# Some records
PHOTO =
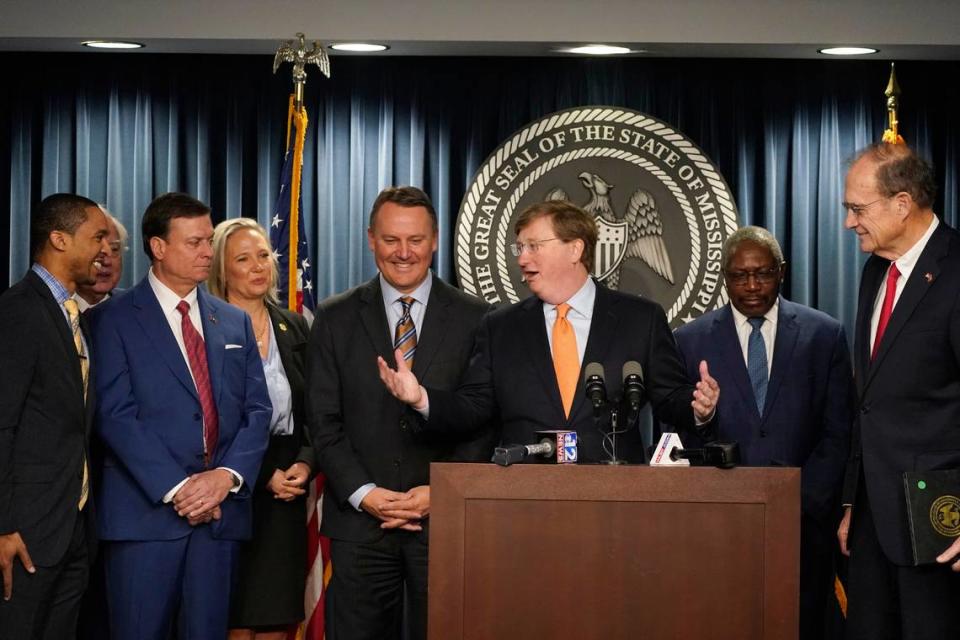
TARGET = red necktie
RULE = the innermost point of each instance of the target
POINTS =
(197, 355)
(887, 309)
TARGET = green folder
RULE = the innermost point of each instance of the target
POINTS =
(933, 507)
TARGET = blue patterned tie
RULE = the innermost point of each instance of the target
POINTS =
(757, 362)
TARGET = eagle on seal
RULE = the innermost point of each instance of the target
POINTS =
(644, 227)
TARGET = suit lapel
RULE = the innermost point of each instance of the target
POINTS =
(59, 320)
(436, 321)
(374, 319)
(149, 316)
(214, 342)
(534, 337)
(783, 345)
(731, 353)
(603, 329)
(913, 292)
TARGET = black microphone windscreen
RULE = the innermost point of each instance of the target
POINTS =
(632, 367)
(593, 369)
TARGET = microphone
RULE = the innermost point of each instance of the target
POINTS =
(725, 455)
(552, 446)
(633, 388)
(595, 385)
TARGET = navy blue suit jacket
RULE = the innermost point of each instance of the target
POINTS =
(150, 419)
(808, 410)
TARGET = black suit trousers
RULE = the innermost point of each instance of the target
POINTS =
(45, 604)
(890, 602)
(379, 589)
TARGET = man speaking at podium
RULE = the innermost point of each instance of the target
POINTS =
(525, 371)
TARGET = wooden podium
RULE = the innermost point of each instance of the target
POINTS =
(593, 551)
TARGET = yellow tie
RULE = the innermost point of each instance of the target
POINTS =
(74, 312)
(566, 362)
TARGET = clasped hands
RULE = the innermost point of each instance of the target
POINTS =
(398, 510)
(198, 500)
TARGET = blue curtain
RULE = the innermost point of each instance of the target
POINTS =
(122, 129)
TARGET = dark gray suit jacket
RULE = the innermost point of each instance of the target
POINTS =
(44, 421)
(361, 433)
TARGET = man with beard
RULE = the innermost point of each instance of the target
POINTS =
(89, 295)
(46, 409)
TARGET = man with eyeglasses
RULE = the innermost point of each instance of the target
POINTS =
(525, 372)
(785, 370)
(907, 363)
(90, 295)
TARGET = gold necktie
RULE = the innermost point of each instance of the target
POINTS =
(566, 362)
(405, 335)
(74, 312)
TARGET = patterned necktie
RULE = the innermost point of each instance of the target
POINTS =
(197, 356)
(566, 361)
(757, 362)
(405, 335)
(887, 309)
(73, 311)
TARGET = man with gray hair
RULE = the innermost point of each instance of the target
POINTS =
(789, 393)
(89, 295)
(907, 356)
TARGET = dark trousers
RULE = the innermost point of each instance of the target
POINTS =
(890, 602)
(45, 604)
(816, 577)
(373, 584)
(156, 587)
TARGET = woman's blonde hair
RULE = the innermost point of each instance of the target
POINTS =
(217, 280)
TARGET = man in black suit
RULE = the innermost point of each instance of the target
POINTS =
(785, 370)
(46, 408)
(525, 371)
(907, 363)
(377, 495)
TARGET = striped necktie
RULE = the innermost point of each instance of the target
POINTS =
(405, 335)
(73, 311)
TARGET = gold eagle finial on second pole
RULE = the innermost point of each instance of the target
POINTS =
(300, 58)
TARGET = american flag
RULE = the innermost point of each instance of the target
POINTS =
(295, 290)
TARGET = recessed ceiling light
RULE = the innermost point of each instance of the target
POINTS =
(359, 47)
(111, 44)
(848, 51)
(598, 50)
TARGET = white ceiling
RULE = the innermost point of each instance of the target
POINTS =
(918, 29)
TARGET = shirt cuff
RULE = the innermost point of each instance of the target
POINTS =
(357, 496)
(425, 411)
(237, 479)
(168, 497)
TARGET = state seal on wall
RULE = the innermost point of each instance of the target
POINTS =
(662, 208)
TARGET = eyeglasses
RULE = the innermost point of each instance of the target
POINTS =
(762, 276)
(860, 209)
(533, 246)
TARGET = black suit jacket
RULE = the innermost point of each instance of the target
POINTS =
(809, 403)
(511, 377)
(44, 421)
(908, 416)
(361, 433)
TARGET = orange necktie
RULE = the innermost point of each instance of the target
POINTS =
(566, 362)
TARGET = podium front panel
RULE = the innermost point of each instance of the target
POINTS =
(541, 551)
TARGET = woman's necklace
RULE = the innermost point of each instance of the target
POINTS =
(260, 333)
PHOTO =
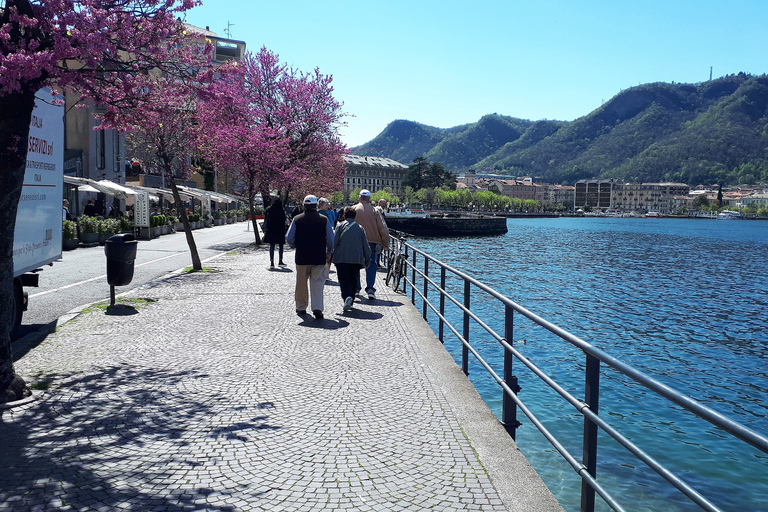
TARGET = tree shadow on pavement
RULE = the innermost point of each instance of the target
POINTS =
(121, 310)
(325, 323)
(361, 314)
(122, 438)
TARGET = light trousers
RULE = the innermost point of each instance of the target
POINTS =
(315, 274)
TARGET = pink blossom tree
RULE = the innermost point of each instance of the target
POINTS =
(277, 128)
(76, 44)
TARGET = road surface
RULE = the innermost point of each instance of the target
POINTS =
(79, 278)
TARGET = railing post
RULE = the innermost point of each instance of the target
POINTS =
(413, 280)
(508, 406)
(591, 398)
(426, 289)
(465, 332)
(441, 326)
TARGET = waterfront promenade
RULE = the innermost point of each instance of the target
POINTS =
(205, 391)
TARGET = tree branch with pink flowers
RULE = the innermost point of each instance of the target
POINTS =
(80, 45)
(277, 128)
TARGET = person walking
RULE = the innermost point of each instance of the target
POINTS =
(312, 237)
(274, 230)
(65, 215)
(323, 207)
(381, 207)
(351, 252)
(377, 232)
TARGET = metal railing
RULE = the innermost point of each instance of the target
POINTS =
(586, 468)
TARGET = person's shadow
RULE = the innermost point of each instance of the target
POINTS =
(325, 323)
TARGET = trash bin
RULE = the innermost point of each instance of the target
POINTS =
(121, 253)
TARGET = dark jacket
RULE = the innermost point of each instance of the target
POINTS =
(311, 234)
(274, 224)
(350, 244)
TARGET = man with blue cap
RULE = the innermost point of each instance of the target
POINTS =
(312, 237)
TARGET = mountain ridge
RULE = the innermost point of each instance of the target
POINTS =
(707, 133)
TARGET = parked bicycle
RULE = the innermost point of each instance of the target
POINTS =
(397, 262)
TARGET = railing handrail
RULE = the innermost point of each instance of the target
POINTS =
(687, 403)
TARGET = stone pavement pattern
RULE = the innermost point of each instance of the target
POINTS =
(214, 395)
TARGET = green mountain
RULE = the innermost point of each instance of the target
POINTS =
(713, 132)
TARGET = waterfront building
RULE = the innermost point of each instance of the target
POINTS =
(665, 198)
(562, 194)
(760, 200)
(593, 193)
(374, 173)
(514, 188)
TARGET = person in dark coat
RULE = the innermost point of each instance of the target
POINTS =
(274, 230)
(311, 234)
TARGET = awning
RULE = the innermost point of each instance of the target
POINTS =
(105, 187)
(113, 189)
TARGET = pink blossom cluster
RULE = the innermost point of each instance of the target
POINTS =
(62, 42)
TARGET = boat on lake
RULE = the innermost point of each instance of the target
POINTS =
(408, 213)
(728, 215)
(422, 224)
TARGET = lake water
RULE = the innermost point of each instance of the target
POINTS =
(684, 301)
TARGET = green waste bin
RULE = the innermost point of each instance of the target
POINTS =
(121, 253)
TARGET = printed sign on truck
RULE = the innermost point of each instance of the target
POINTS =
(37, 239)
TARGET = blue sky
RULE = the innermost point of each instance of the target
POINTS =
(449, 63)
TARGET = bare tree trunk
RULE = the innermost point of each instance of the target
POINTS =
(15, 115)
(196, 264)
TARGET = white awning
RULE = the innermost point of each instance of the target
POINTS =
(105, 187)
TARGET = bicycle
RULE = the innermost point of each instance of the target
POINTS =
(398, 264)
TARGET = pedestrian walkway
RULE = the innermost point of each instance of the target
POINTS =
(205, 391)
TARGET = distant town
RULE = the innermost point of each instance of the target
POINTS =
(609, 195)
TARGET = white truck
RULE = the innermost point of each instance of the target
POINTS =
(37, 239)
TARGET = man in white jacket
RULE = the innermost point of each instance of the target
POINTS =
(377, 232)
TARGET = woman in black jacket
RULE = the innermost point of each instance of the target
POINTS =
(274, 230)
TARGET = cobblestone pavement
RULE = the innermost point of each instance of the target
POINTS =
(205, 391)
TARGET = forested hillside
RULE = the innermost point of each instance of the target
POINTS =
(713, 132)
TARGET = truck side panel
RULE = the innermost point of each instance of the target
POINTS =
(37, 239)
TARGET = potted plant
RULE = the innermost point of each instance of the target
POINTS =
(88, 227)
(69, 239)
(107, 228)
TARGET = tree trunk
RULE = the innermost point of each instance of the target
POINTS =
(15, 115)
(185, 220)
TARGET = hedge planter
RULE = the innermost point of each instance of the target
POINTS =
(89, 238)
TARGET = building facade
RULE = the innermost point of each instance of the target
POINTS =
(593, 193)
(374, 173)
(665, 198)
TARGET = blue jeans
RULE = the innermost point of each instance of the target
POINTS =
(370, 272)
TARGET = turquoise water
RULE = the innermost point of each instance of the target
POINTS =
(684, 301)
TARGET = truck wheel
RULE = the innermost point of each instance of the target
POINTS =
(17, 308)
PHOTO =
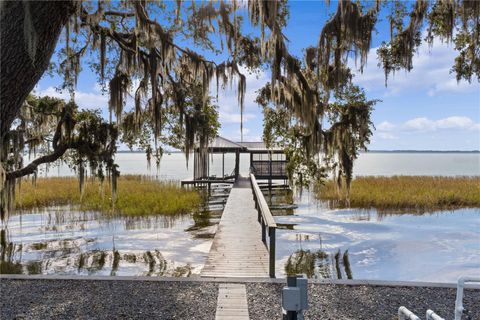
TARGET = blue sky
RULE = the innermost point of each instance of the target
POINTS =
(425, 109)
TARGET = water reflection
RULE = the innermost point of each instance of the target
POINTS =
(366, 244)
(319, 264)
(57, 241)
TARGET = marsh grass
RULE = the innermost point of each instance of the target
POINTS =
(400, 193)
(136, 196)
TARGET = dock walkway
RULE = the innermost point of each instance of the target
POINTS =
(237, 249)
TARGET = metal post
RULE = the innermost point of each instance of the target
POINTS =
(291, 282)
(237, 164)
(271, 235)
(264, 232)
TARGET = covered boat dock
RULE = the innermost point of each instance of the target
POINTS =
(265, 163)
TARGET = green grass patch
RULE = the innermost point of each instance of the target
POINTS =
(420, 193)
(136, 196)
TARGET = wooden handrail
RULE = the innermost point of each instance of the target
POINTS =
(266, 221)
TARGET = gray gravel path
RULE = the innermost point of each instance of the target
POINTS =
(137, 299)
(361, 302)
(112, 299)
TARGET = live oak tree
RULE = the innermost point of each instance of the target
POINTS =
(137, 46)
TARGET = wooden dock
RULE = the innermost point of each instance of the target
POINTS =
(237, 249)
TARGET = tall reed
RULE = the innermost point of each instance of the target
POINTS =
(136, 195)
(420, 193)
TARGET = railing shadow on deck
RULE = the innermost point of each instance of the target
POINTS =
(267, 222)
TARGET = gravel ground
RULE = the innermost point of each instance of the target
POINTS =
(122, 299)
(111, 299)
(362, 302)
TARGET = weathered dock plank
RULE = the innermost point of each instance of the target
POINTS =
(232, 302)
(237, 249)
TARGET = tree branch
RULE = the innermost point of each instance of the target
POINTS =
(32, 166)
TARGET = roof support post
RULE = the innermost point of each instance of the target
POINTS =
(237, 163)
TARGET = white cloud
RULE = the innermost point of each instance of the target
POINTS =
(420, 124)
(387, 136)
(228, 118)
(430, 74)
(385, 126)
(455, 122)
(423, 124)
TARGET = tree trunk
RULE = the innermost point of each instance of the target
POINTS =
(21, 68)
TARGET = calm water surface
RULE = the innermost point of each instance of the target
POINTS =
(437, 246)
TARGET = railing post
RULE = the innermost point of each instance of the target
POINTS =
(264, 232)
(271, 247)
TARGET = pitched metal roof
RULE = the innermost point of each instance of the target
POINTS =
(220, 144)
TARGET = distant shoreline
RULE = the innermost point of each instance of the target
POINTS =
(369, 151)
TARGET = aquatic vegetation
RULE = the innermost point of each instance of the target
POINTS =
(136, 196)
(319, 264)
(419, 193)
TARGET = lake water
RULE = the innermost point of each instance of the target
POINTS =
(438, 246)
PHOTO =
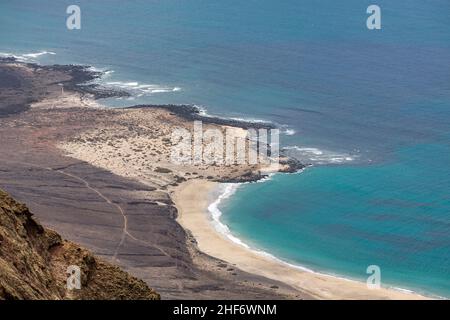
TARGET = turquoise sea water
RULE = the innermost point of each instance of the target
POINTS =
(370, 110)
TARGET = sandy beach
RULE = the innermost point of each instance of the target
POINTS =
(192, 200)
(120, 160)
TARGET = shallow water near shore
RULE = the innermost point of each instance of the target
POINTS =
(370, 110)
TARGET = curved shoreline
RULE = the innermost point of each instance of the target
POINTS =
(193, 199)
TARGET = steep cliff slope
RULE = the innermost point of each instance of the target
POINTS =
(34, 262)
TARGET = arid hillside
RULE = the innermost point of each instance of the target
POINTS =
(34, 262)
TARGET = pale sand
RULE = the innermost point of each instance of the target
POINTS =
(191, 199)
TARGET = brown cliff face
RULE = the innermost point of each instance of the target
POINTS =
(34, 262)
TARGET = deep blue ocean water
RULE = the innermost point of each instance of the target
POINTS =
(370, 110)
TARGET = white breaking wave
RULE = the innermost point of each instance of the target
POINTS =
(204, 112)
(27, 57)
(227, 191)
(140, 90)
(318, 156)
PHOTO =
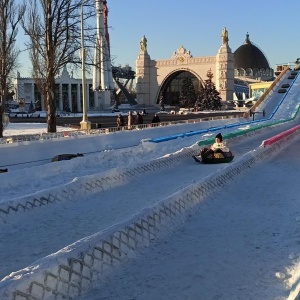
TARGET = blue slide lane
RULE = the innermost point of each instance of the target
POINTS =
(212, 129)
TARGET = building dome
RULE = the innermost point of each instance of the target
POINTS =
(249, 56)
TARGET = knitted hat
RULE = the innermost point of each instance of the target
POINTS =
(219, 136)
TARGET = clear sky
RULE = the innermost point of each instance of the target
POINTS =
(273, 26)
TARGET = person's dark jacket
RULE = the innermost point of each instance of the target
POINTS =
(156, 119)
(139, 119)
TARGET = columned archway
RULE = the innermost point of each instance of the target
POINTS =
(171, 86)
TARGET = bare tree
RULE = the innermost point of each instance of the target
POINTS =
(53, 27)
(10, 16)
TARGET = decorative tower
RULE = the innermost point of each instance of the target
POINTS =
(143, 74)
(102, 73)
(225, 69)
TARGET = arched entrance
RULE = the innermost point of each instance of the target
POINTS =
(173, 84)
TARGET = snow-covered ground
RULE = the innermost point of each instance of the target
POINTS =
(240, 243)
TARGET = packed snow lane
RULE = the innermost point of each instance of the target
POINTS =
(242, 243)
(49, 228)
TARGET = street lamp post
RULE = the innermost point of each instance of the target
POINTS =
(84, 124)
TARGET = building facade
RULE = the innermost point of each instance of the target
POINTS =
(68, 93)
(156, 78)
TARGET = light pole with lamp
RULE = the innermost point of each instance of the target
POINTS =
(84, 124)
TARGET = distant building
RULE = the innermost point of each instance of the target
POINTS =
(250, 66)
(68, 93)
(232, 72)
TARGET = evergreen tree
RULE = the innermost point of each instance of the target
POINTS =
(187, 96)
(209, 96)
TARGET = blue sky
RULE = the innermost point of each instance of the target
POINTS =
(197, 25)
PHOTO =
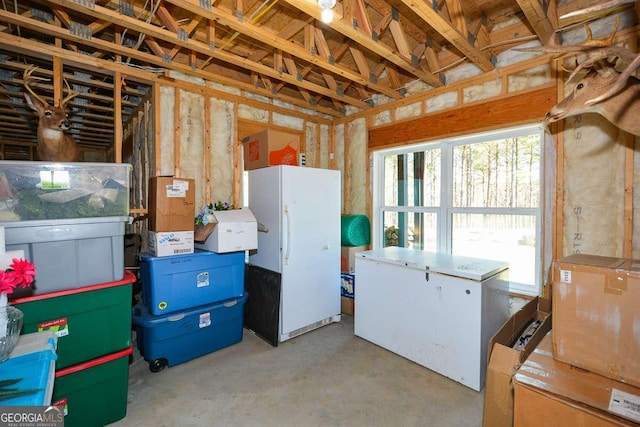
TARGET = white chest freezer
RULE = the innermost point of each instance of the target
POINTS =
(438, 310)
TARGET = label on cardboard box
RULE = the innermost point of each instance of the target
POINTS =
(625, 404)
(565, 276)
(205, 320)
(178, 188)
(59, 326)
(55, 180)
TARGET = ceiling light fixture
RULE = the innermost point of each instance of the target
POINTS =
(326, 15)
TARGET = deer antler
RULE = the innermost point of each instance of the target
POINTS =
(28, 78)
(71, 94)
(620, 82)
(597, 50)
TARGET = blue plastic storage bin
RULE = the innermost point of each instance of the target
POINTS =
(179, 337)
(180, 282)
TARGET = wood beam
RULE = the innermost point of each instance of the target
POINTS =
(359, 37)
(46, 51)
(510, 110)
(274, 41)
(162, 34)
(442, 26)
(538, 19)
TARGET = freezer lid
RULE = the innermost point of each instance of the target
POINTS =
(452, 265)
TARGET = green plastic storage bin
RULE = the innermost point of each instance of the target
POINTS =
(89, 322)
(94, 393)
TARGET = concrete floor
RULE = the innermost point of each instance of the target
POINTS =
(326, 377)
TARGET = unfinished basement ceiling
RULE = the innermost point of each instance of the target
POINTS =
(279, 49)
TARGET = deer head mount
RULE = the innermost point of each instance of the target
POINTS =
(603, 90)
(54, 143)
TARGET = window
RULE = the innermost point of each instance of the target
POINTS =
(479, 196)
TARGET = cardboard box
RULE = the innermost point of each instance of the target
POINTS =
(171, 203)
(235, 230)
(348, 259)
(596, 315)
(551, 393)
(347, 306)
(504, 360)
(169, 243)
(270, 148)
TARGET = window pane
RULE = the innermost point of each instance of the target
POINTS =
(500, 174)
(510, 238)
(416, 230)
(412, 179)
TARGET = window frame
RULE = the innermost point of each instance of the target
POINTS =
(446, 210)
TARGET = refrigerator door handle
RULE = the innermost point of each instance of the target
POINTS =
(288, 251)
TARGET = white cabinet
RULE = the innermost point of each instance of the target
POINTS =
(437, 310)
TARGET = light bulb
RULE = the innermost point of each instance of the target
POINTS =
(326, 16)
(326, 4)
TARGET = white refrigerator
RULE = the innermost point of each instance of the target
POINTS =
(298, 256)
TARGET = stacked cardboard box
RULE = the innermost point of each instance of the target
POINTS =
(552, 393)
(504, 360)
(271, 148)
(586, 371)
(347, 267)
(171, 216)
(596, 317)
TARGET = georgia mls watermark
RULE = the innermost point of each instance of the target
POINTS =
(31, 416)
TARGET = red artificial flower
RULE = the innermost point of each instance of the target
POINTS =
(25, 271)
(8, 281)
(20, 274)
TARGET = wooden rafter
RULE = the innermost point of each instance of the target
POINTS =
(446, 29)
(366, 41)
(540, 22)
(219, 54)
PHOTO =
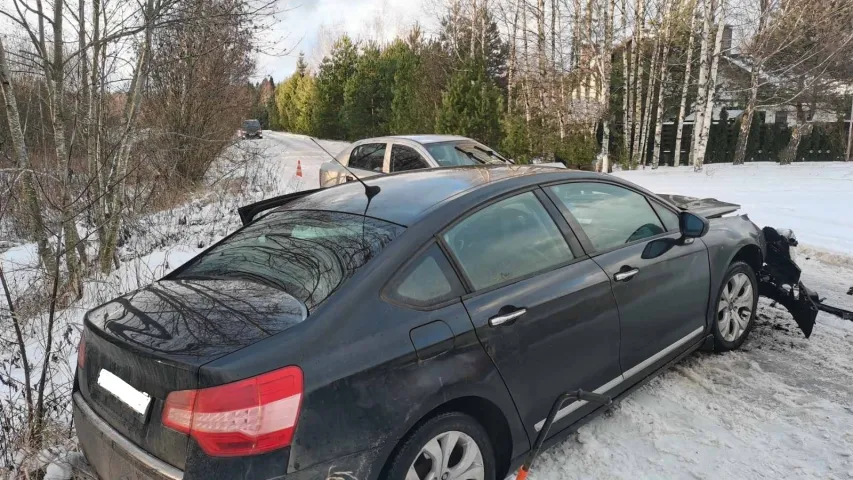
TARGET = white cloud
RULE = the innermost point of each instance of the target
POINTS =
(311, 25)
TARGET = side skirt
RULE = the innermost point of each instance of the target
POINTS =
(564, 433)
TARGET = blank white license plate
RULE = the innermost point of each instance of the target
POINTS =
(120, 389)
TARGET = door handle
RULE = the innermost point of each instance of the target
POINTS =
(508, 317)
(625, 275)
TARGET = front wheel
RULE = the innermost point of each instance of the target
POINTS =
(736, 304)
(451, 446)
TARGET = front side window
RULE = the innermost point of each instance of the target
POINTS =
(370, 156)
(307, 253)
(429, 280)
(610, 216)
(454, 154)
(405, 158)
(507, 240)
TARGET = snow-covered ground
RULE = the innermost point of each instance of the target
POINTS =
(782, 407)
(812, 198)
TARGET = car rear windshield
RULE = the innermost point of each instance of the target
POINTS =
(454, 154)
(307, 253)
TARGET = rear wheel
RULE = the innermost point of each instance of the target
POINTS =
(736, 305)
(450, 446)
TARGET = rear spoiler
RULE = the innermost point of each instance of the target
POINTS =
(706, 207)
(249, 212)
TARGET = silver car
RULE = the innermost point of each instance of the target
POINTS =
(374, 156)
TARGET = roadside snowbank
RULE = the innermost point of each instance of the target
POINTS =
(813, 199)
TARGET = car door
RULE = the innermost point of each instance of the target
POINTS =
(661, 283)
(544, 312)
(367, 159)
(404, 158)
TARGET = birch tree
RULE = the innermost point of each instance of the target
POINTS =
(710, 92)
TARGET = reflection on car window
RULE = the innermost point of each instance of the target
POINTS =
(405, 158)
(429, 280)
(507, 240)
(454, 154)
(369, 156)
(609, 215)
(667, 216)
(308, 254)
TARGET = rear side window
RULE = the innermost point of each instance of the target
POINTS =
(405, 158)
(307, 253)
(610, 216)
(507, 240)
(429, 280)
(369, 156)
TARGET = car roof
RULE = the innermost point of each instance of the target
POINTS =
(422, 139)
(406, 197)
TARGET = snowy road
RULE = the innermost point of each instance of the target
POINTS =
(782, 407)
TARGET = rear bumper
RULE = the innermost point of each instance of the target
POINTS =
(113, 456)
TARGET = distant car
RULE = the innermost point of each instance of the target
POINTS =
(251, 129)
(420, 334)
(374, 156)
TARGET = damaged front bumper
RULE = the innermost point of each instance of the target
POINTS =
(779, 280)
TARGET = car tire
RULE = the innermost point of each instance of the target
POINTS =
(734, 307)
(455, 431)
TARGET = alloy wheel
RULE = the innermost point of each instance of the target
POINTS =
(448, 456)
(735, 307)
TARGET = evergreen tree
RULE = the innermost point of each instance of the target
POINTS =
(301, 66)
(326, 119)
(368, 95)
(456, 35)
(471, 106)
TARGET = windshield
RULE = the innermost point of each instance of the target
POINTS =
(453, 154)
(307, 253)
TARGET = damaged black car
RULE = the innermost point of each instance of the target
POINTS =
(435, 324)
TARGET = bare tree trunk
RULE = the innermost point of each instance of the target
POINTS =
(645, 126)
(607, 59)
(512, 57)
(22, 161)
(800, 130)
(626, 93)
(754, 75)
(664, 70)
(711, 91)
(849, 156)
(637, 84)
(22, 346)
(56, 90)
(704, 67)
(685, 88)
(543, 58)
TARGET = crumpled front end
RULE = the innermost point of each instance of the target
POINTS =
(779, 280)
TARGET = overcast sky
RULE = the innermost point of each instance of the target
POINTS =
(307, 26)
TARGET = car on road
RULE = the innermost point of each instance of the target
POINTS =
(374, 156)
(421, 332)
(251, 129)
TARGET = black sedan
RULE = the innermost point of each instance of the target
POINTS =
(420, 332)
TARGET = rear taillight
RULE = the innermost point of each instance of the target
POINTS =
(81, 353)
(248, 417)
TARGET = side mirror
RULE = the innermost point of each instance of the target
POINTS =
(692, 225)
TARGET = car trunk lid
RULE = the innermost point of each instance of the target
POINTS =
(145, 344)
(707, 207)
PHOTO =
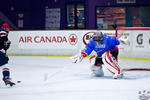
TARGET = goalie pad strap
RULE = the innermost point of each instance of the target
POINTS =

# Goal
Repeat only the lines from the line with "TARGET = rear side window" to the end of the entries, including both the first and the last line, and drop every picture.

# Written response
TARGET = rear side window
RULE = the innermost point of each instance of the target
POINTS =
(405, 158)
(307, 253)
(610, 216)
(507, 240)
(429, 280)
(369, 156)
TARGET = car roof
RULE = the innermost point of each instance of the target
POINTS =
(422, 139)
(406, 197)
TARGET = snowy road
RULE = the innermost point of each instance of the target
POINTS =
(782, 407)
TARGET = rear bumper
RULE = the innermost point of each instance of the target
POINTS =
(113, 456)
TARGET = distant car
RULE = the innermost point of each instance of the target
POINTS =
(251, 129)
(420, 334)
(374, 156)
TARGET = damaged front bumper
RULE = the innermost point of each instance of the target
POINTS =
(779, 280)
TARGET = car tire
RULE = the innermost point of each instance of the target
POINTS =
(734, 307)
(455, 431)
TARGET = alloy wheel
RULE = the innermost point of each instance of the target
POINTS =
(448, 456)
(735, 307)
TARGET = evergreen tree
RULE = the innermost point of each instance of the target
POINTS =
(301, 66)
(326, 119)
(368, 95)
(456, 35)
(471, 106)
TARGET = windshield
RULE = the innermost point of each instance of the target
POINTS =
(453, 154)
(307, 253)
TARGET = damaged black car
RULE = the innermost point of each instance of the target
POINTS =
(435, 324)
TARGET = bare tree trunk
RULE = the innermost point of each instance of the target
POINTS =
(645, 126)
(607, 59)
(512, 57)
(22, 161)
(800, 130)
(626, 93)
(754, 75)
(664, 70)
(711, 91)
(849, 156)
(637, 84)
(22, 346)
(56, 90)
(704, 67)
(685, 88)
(543, 58)
TARGET = crumpled front end
RULE = the innermost point of each instance of the target
POINTS =
(779, 280)
TARGET = overcast sky
RULE = the innermost point of each instance of the target
POINTS =
(307, 26)
TARGET = car on road
RULE = the innermost point of each instance of the target
POINTS =
(374, 156)
(421, 332)
(251, 129)
TARGET = black sedan
RULE = the innermost point of each instance of the target
POINTS =
(420, 332)
TARGET = rear taillight
RULE = the innermost point of each instance of the target
POINTS =
(81, 353)
(248, 417)
TARGET = side mirror
RULE = the innermost point of each instance of the target
POINTS =
(692, 225)
TARGET = car trunk lid
RULE = the innermost point of each instance of the target
POINTS =
(145, 344)
(707, 207)
PHOTO =
TARGET = goalie pad strap
RULE = the innermost point of each instance of the target
POINTS =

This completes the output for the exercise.